Quando puxamos do fundo do baú da memória nossa primeira aula de história no colégio, invariavelmente recordamos a justificativa fornecida pelo professor para nos motivar a estudar vidas e eventos que transcorreram há tanto tempo: para compreendermos o mundo em que vivemos e para onde ele caminha, é necessário conhecermos o passado da humanidade. Não raramente esse chamado à curiosidade ecoa de maneira profunda em nossas almas, motivando-nos até mesmo a comprometer nosso futuro financeiro cursando uma graduação em história ou filosofia.

Mas quando, cheios de entusiasmo, iniciamos nossos estudos superiores, fatalmente vem o balde de água fria, sob a forma de uma solene advertência por parte de nossos mestres universitários: hoje em dia os estudos históricos devem se limitar à reconstituição minuciosa de eventos pontuais. É passado o tempo das grandes sínteses históricas e quem nelas se aventurar corre o risco de fazer má futurologia ou, pior, filosofia da história (atividades não sérias ou cientificamente superadas). Mas serão mesmo estas as únicas opções? Poderá a história, aliada com a filosofia, fornecer subsídios para a compreensão de nosso tempo sem renunciar à seriedade e ao rigor metodológico? É a este desafio que o filósofo e historiador australiano Harry Redner busca responder, levantando corajosamente uma discussão a respeito de um conceito banido por boa parte dos estudos acadêmicos atuais: o de civilização.

Objetivo 1:
No texto sobre história e civilização, qual é a nacionalidade atribuída a Harry Redner?
O texto acima não tem nenhuma relação com as linhas de dados.

Rótulos de fotos com caixas:
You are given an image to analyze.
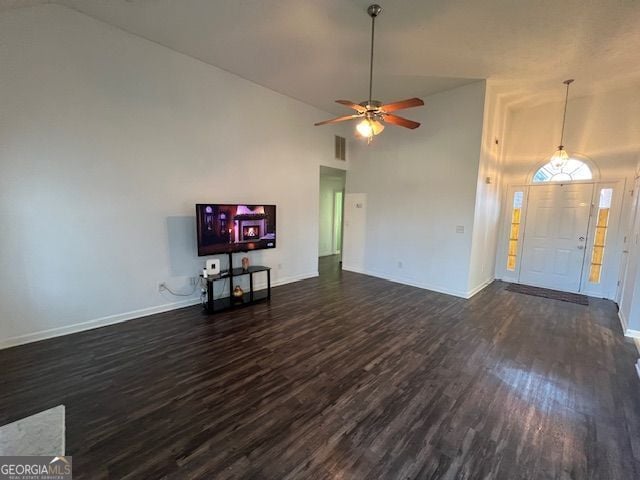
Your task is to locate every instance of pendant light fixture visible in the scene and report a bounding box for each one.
[550,78,573,170]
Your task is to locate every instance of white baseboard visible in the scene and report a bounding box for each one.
[0,298,200,350]
[618,308,629,335]
[342,264,478,299]
[624,328,640,340]
[466,277,495,298]
[0,271,318,350]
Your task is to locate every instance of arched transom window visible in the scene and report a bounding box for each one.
[533,158,593,183]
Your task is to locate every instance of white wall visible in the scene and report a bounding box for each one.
[318,174,345,257]
[496,87,640,304]
[0,5,345,346]
[344,82,485,297]
[468,82,506,294]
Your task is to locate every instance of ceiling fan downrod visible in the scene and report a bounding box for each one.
[367,3,382,109]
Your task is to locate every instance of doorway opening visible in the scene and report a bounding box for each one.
[318,166,346,275]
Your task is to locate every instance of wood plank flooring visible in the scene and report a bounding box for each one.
[0,258,640,479]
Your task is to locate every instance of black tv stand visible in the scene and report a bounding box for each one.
[204,253,271,313]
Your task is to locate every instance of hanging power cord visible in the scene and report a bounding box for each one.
[160,281,200,297]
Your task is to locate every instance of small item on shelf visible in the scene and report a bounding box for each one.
[233,285,244,300]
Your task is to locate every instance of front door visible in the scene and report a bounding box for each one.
[520,183,593,292]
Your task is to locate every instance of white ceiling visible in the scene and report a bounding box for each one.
[0,0,640,114]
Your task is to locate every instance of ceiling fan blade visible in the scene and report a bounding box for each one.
[382,113,420,130]
[380,98,424,112]
[314,114,360,127]
[336,100,367,113]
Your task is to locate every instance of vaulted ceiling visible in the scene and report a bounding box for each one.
[0,0,640,113]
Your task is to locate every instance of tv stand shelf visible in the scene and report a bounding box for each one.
[204,255,271,313]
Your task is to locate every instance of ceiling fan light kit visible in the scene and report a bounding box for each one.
[549,78,574,170]
[315,4,424,143]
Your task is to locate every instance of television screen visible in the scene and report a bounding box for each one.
[196,203,276,256]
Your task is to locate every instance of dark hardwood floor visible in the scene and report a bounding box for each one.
[0,258,640,479]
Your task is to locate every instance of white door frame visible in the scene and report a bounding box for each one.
[496,179,625,300]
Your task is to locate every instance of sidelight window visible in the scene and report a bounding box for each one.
[589,188,613,283]
[507,192,524,272]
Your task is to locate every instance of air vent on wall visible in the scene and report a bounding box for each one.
[335,135,347,160]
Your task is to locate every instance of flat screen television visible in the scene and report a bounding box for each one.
[196,203,276,257]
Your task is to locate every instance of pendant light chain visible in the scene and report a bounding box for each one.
[559,80,573,148]
[369,15,376,106]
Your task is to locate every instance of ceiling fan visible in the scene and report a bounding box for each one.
[315,4,424,143]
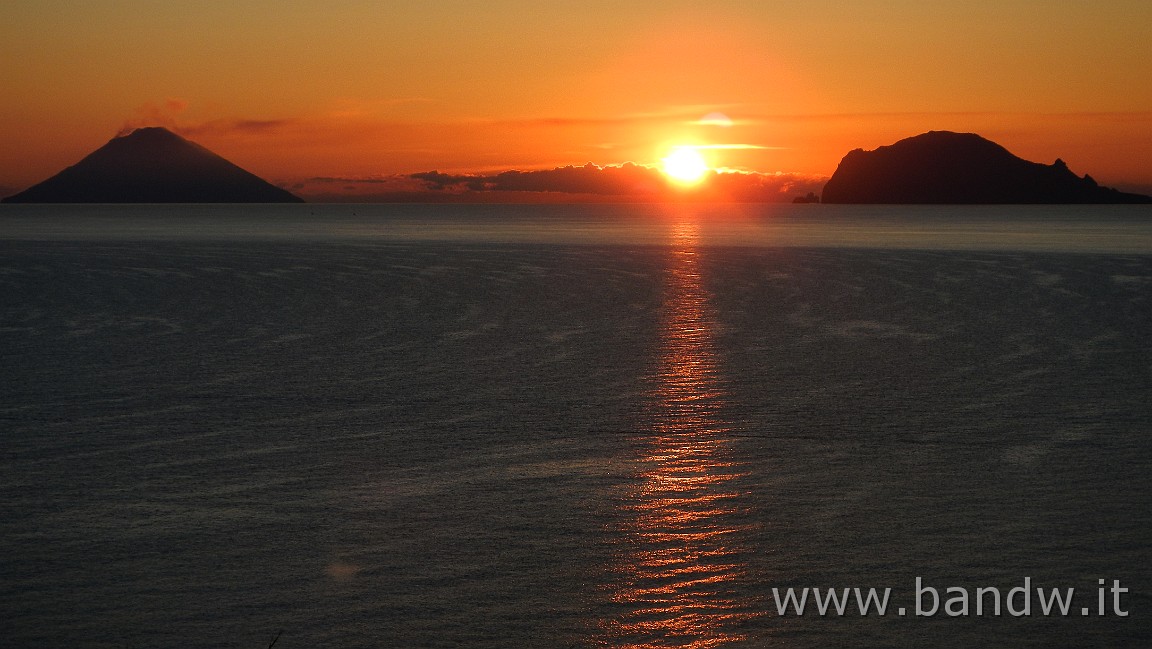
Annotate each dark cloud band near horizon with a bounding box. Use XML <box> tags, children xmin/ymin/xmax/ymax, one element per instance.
<box><xmin>407</xmin><ymin>163</ymin><xmax>827</xmax><ymax>203</ymax></box>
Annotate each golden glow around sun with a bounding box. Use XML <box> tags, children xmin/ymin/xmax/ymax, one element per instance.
<box><xmin>661</xmin><ymin>146</ymin><xmax>708</xmax><ymax>184</ymax></box>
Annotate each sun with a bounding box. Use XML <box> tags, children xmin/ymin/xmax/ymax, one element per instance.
<box><xmin>662</xmin><ymin>146</ymin><xmax>710</xmax><ymax>184</ymax></box>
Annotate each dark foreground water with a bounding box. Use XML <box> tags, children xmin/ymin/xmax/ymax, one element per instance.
<box><xmin>0</xmin><ymin>206</ymin><xmax>1152</xmax><ymax>649</ymax></box>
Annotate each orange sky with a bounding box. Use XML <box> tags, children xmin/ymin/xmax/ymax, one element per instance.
<box><xmin>0</xmin><ymin>0</ymin><xmax>1152</xmax><ymax>197</ymax></box>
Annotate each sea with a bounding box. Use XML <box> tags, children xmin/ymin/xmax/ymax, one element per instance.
<box><xmin>0</xmin><ymin>204</ymin><xmax>1152</xmax><ymax>649</ymax></box>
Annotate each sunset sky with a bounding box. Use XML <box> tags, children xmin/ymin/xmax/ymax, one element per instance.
<box><xmin>0</xmin><ymin>0</ymin><xmax>1152</xmax><ymax>195</ymax></box>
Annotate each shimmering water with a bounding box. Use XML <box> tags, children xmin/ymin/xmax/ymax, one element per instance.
<box><xmin>0</xmin><ymin>205</ymin><xmax>1152</xmax><ymax>648</ymax></box>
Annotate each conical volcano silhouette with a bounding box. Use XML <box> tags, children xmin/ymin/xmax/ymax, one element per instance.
<box><xmin>3</xmin><ymin>127</ymin><xmax>303</xmax><ymax>203</ymax></box>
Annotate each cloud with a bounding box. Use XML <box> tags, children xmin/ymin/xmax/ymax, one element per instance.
<box><xmin>408</xmin><ymin>163</ymin><xmax>827</xmax><ymax>202</ymax></box>
<box><xmin>116</xmin><ymin>97</ymin><xmax>188</xmax><ymax>135</ymax></box>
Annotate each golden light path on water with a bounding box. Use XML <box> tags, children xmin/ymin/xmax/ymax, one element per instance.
<box><xmin>601</xmin><ymin>217</ymin><xmax>758</xmax><ymax>649</ymax></box>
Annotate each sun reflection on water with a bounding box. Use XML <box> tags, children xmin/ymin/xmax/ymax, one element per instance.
<box><xmin>601</xmin><ymin>219</ymin><xmax>758</xmax><ymax>649</ymax></box>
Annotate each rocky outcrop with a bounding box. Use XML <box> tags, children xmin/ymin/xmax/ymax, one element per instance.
<box><xmin>821</xmin><ymin>131</ymin><xmax>1152</xmax><ymax>204</ymax></box>
<box><xmin>3</xmin><ymin>127</ymin><xmax>303</xmax><ymax>203</ymax></box>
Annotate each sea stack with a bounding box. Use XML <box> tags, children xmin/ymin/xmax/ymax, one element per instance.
<box><xmin>821</xmin><ymin>130</ymin><xmax>1152</xmax><ymax>205</ymax></box>
<box><xmin>3</xmin><ymin>127</ymin><xmax>303</xmax><ymax>203</ymax></box>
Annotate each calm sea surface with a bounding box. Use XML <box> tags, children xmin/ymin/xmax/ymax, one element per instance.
<box><xmin>0</xmin><ymin>205</ymin><xmax>1152</xmax><ymax>649</ymax></box>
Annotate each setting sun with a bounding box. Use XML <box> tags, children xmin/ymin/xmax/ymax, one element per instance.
<box><xmin>662</xmin><ymin>146</ymin><xmax>708</xmax><ymax>184</ymax></box>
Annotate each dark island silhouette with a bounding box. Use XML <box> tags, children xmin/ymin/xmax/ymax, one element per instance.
<box><xmin>820</xmin><ymin>130</ymin><xmax>1152</xmax><ymax>205</ymax></box>
<box><xmin>3</xmin><ymin>127</ymin><xmax>303</xmax><ymax>203</ymax></box>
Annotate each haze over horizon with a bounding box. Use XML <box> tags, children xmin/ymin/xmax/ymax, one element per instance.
<box><xmin>0</xmin><ymin>0</ymin><xmax>1152</xmax><ymax>195</ymax></box>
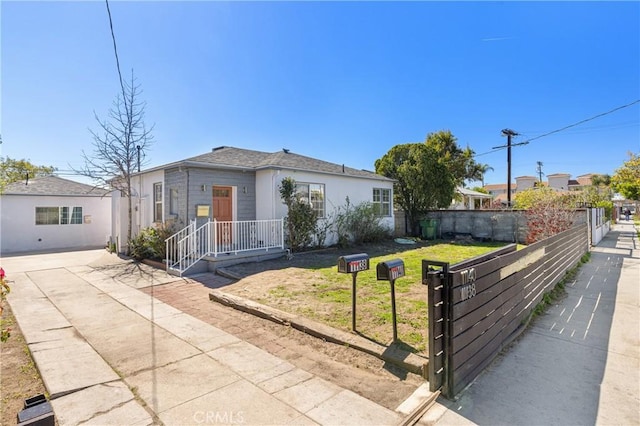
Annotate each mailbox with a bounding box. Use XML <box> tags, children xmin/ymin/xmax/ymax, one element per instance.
<box><xmin>376</xmin><ymin>259</ymin><xmax>404</xmax><ymax>281</ymax></box>
<box><xmin>338</xmin><ymin>253</ymin><xmax>369</xmax><ymax>274</ymax></box>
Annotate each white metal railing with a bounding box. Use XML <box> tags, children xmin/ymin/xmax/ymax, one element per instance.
<box><xmin>166</xmin><ymin>219</ymin><xmax>284</xmax><ymax>275</ymax></box>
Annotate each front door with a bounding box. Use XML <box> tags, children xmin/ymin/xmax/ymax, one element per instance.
<box><xmin>213</xmin><ymin>186</ymin><xmax>233</xmax><ymax>247</ymax></box>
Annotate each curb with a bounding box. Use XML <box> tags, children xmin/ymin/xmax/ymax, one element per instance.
<box><xmin>209</xmin><ymin>290</ymin><xmax>429</xmax><ymax>379</ymax></box>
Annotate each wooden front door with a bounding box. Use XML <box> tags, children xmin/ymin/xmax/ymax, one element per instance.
<box><xmin>213</xmin><ymin>186</ymin><xmax>233</xmax><ymax>246</ymax></box>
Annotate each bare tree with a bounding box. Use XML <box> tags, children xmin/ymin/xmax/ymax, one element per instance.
<box><xmin>75</xmin><ymin>70</ymin><xmax>153</xmax><ymax>250</ymax></box>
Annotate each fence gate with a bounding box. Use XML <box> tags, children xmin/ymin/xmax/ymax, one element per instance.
<box><xmin>422</xmin><ymin>224</ymin><xmax>589</xmax><ymax>399</ymax></box>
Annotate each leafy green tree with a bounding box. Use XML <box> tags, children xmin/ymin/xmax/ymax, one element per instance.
<box><xmin>0</xmin><ymin>157</ymin><xmax>56</xmax><ymax>192</ymax></box>
<box><xmin>425</xmin><ymin>130</ymin><xmax>484</xmax><ymax>186</ymax></box>
<box><xmin>280</xmin><ymin>177</ymin><xmax>318</xmax><ymax>251</ymax></box>
<box><xmin>611</xmin><ymin>152</ymin><xmax>640</xmax><ymax>201</ymax></box>
<box><xmin>375</xmin><ymin>143</ymin><xmax>456</xmax><ymax>235</ymax></box>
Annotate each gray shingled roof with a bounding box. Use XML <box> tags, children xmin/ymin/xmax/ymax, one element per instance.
<box><xmin>180</xmin><ymin>146</ymin><xmax>391</xmax><ymax>180</ymax></box>
<box><xmin>3</xmin><ymin>176</ymin><xmax>108</xmax><ymax>197</ymax></box>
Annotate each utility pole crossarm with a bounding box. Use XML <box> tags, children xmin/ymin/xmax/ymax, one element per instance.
<box><xmin>502</xmin><ymin>129</ymin><xmax>518</xmax><ymax>207</ymax></box>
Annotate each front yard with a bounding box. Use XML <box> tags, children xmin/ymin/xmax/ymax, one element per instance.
<box><xmin>221</xmin><ymin>241</ymin><xmax>506</xmax><ymax>353</ymax></box>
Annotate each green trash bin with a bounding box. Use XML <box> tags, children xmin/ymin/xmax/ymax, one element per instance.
<box><xmin>420</xmin><ymin>219</ymin><xmax>438</xmax><ymax>240</ymax></box>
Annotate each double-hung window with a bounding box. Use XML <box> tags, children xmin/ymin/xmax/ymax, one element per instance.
<box><xmin>36</xmin><ymin>207</ymin><xmax>82</xmax><ymax>225</ymax></box>
<box><xmin>153</xmin><ymin>183</ymin><xmax>162</xmax><ymax>222</ymax></box>
<box><xmin>296</xmin><ymin>183</ymin><xmax>325</xmax><ymax>218</ymax></box>
<box><xmin>373</xmin><ymin>188</ymin><xmax>391</xmax><ymax>216</ymax></box>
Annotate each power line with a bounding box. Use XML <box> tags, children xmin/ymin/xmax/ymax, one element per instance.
<box><xmin>474</xmin><ymin>99</ymin><xmax>640</xmax><ymax>157</ymax></box>
<box><xmin>104</xmin><ymin>0</ymin><xmax>127</xmax><ymax>105</ymax></box>
<box><xmin>522</xmin><ymin>99</ymin><xmax>640</xmax><ymax>143</ymax></box>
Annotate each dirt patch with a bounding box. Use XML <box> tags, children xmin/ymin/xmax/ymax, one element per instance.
<box><xmin>221</xmin><ymin>241</ymin><xmax>429</xmax><ymax>356</ymax></box>
<box><xmin>143</xmin><ymin>274</ymin><xmax>424</xmax><ymax>410</ymax></box>
<box><xmin>0</xmin><ymin>304</ymin><xmax>45</xmax><ymax>425</ymax></box>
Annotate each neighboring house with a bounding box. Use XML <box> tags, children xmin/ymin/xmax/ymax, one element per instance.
<box><xmin>484</xmin><ymin>183</ymin><xmax>518</xmax><ymax>204</ymax></box>
<box><xmin>484</xmin><ymin>173</ymin><xmax>594</xmax><ymax>204</ymax></box>
<box><xmin>112</xmin><ymin>146</ymin><xmax>394</xmax><ymax>272</ymax></box>
<box><xmin>449</xmin><ymin>187</ymin><xmax>493</xmax><ymax>210</ymax></box>
<box><xmin>0</xmin><ymin>176</ymin><xmax>111</xmax><ymax>254</ymax></box>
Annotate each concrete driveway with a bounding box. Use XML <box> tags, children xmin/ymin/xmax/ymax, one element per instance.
<box><xmin>2</xmin><ymin>250</ymin><xmax>401</xmax><ymax>425</ymax></box>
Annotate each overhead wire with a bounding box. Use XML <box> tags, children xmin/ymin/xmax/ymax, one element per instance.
<box><xmin>474</xmin><ymin>99</ymin><xmax>640</xmax><ymax>157</ymax></box>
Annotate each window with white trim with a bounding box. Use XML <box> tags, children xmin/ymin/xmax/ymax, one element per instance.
<box><xmin>296</xmin><ymin>182</ymin><xmax>325</xmax><ymax>218</ymax></box>
<box><xmin>153</xmin><ymin>183</ymin><xmax>162</xmax><ymax>222</ymax></box>
<box><xmin>169</xmin><ymin>188</ymin><xmax>178</xmax><ymax>214</ymax></box>
<box><xmin>373</xmin><ymin>188</ymin><xmax>391</xmax><ymax>216</ymax></box>
<box><xmin>36</xmin><ymin>207</ymin><xmax>82</xmax><ymax>225</ymax></box>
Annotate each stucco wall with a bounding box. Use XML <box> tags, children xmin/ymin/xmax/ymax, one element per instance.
<box><xmin>395</xmin><ymin>210</ymin><xmax>587</xmax><ymax>243</ymax></box>
<box><xmin>0</xmin><ymin>195</ymin><xmax>111</xmax><ymax>254</ymax></box>
<box><xmin>256</xmin><ymin>170</ymin><xmax>394</xmax><ymax>245</ymax></box>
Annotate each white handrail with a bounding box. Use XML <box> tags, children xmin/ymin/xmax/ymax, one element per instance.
<box><xmin>165</xmin><ymin>219</ymin><xmax>284</xmax><ymax>275</ymax></box>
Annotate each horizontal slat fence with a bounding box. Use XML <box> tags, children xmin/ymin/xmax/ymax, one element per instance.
<box><xmin>423</xmin><ymin>225</ymin><xmax>589</xmax><ymax>398</ymax></box>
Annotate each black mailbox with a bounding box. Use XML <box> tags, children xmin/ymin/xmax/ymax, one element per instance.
<box><xmin>338</xmin><ymin>253</ymin><xmax>369</xmax><ymax>274</ymax></box>
<box><xmin>376</xmin><ymin>259</ymin><xmax>404</xmax><ymax>281</ymax></box>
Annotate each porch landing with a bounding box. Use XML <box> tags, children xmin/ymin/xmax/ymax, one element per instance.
<box><xmin>167</xmin><ymin>248</ymin><xmax>287</xmax><ymax>276</ymax></box>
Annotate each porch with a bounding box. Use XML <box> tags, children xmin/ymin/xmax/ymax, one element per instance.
<box><xmin>165</xmin><ymin>219</ymin><xmax>285</xmax><ymax>276</ymax></box>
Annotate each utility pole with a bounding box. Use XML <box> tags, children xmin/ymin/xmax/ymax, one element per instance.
<box><xmin>537</xmin><ymin>161</ymin><xmax>544</xmax><ymax>183</ymax></box>
<box><xmin>502</xmin><ymin>129</ymin><xmax>518</xmax><ymax>207</ymax></box>
<box><xmin>136</xmin><ymin>145</ymin><xmax>142</xmax><ymax>173</ymax></box>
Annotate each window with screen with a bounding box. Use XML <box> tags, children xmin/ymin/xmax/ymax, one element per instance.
<box><xmin>296</xmin><ymin>183</ymin><xmax>325</xmax><ymax>218</ymax></box>
<box><xmin>153</xmin><ymin>183</ymin><xmax>162</xmax><ymax>222</ymax></box>
<box><xmin>36</xmin><ymin>207</ymin><xmax>82</xmax><ymax>225</ymax></box>
<box><xmin>373</xmin><ymin>188</ymin><xmax>391</xmax><ymax>216</ymax></box>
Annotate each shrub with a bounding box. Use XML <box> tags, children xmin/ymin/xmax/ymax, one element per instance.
<box><xmin>280</xmin><ymin>177</ymin><xmax>318</xmax><ymax>251</ymax></box>
<box><xmin>335</xmin><ymin>197</ymin><xmax>390</xmax><ymax>247</ymax></box>
<box><xmin>0</xmin><ymin>268</ymin><xmax>11</xmax><ymax>342</ymax></box>
<box><xmin>129</xmin><ymin>222</ymin><xmax>175</xmax><ymax>260</ymax></box>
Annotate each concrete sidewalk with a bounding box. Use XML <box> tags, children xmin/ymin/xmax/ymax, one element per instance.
<box><xmin>421</xmin><ymin>221</ymin><xmax>640</xmax><ymax>425</ymax></box>
<box><xmin>2</xmin><ymin>250</ymin><xmax>403</xmax><ymax>425</ymax></box>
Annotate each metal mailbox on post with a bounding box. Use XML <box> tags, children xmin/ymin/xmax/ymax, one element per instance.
<box><xmin>338</xmin><ymin>253</ymin><xmax>369</xmax><ymax>331</ymax></box>
<box><xmin>376</xmin><ymin>259</ymin><xmax>404</xmax><ymax>342</ymax></box>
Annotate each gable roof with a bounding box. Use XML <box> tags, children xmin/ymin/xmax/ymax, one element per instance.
<box><xmin>456</xmin><ymin>186</ymin><xmax>493</xmax><ymax>198</ymax></box>
<box><xmin>161</xmin><ymin>146</ymin><xmax>393</xmax><ymax>181</ymax></box>
<box><xmin>2</xmin><ymin>176</ymin><xmax>108</xmax><ymax>197</ymax></box>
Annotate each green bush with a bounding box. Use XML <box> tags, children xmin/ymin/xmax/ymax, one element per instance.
<box><xmin>280</xmin><ymin>177</ymin><xmax>318</xmax><ymax>251</ymax></box>
<box><xmin>129</xmin><ymin>223</ymin><xmax>175</xmax><ymax>261</ymax></box>
<box><xmin>335</xmin><ymin>197</ymin><xmax>391</xmax><ymax>247</ymax></box>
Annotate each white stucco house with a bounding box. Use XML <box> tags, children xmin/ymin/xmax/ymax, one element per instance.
<box><xmin>0</xmin><ymin>176</ymin><xmax>111</xmax><ymax>255</ymax></box>
<box><xmin>112</xmin><ymin>146</ymin><xmax>394</xmax><ymax>269</ymax></box>
<box><xmin>449</xmin><ymin>186</ymin><xmax>493</xmax><ymax>210</ymax></box>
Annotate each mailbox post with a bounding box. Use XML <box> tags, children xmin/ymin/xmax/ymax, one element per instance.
<box><xmin>338</xmin><ymin>253</ymin><xmax>369</xmax><ymax>331</ymax></box>
<box><xmin>376</xmin><ymin>259</ymin><xmax>404</xmax><ymax>342</ymax></box>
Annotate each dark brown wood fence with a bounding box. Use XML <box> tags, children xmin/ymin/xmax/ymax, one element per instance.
<box><xmin>422</xmin><ymin>224</ymin><xmax>589</xmax><ymax>398</ymax></box>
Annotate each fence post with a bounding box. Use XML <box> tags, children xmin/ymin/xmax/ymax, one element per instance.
<box><xmin>422</xmin><ymin>260</ymin><xmax>450</xmax><ymax>392</ymax></box>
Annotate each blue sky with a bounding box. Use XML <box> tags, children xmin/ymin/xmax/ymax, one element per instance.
<box><xmin>0</xmin><ymin>1</ymin><xmax>640</xmax><ymax>183</ymax></box>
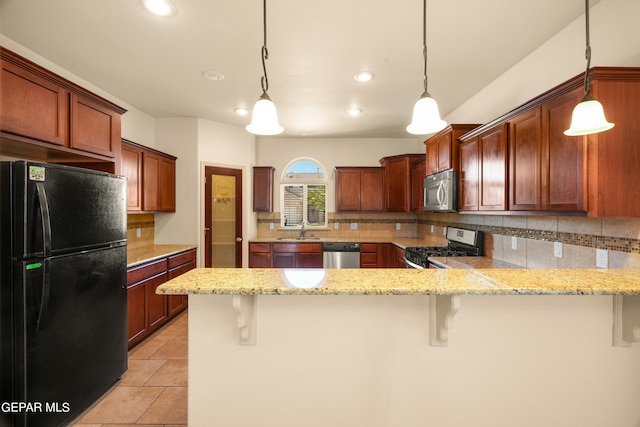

Objetivo 2:
Disponha em lista numerada as linhas de dados entre a que contém "Your task is to locate every instance of hanging" e a que contém "[520,183,593,292]", inclusive, deixando de fora as linhas em branco.

Resposta completa 1:
Harry Redner é australiano.

Resposta completa 2:
1. Your task is to locate every instance of hanging power cord visible in the scene and report a bounding box for each one.
2. [160,281,200,297]
3. Your task is to locate every instance of small item on shelf visible in the scene and report a bounding box for each one.
4. [233,285,244,300]
5. Your task is to locate every instance of front door visible in the scene and report a bounding box for each one.
6. [520,183,593,292]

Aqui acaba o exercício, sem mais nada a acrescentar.